_SECÇÃO DO DOCUMENTO_

*-*-*

Na investigação feita ao caso das gémeas tratadas no Hospital de Santa Maria com o medicamento mais caro do mundo, a secretária pessoal do antigo secretário de Estado adjunto e da Saúde garantiu aos inspetores que foi António Lacerda Sales quem lhe fez dois pedidos concretos: um para que falasse com Nuno Rebelo de Sousa, que queria marcar uma consulta para as duas crianças; e outro para que contactasse a diretora a diretora do departamento de Pediatria daquele hospital. Mas António Sales negou tudo aos inspetores, segundo o relatório da inspeção-geral das Atividades em Saúde ao caso das gémeas, a que a CNN Portugal teve acesso. E os inspetores põem em causa essa versão do ex-governante.

*-*-*

_MATERIAL FORNECIDO_
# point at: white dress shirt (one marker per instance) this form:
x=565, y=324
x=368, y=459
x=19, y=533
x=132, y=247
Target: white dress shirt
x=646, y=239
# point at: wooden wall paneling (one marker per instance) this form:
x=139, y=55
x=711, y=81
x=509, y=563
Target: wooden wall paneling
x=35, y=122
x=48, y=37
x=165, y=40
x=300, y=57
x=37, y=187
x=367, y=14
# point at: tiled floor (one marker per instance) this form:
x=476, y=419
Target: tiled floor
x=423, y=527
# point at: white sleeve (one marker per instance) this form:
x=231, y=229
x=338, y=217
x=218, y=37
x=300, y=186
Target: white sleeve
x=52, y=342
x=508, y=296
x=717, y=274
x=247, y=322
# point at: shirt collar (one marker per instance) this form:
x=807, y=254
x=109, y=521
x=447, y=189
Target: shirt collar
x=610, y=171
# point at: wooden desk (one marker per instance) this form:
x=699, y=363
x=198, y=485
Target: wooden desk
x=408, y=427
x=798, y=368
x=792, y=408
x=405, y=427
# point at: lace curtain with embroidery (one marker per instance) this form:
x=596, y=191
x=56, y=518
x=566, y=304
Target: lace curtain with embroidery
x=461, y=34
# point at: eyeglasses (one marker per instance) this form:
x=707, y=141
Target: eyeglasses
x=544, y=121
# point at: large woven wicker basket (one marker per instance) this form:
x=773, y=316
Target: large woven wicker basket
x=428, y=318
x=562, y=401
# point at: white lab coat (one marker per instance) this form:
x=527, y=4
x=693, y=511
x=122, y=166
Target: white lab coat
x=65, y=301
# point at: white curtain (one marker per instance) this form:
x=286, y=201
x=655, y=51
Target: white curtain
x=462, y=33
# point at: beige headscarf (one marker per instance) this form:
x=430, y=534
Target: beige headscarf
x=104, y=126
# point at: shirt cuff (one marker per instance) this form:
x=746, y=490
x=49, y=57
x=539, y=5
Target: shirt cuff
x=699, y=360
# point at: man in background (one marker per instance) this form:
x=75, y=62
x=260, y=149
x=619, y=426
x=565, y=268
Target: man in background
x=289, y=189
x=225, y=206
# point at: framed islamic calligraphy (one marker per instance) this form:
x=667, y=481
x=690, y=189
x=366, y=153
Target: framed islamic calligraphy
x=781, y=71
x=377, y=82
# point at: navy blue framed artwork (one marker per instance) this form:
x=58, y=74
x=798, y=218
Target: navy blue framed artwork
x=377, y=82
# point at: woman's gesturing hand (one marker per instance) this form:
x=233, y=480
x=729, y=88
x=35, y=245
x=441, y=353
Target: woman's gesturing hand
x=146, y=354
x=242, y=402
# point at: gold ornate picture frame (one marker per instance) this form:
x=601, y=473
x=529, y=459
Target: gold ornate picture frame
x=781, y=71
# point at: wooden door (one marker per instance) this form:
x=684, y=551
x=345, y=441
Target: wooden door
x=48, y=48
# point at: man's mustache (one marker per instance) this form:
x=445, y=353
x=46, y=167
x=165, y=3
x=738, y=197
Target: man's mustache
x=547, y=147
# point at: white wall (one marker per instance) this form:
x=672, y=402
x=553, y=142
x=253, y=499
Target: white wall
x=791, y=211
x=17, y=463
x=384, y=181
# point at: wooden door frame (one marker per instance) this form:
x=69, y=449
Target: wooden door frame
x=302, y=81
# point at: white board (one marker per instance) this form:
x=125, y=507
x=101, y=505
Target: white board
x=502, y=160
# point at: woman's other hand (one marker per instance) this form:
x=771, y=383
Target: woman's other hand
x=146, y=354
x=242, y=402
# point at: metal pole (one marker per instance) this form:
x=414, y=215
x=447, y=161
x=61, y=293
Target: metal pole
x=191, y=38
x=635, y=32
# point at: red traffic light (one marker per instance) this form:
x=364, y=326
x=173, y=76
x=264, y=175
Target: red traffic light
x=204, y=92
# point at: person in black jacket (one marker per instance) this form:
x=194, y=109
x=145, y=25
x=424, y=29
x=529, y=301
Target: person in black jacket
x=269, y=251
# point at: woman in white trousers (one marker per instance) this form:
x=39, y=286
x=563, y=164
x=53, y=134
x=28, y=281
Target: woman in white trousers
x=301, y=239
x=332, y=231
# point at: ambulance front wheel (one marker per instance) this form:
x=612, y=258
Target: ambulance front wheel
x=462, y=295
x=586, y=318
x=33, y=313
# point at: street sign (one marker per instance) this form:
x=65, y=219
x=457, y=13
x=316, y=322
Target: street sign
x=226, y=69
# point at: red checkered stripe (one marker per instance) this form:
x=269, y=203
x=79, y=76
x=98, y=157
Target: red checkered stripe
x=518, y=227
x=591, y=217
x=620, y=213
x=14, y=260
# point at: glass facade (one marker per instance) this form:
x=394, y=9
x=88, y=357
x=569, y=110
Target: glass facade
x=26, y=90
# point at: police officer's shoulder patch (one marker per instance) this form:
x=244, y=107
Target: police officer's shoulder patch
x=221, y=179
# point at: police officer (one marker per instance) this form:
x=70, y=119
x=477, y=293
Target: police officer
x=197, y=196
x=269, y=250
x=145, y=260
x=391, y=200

*-*-*

_INSTRUÇÃO DA TAREFA_
No texto sobre o caso das gémeas, quem a secretária pessoal garantiu aos inspetores que lhe fez os dois pedidos concretos?

_EXERCÍCIO RESOLVIDO_
António Lacerda Sales, antigo secretário de Estado adjunto e da Saúde.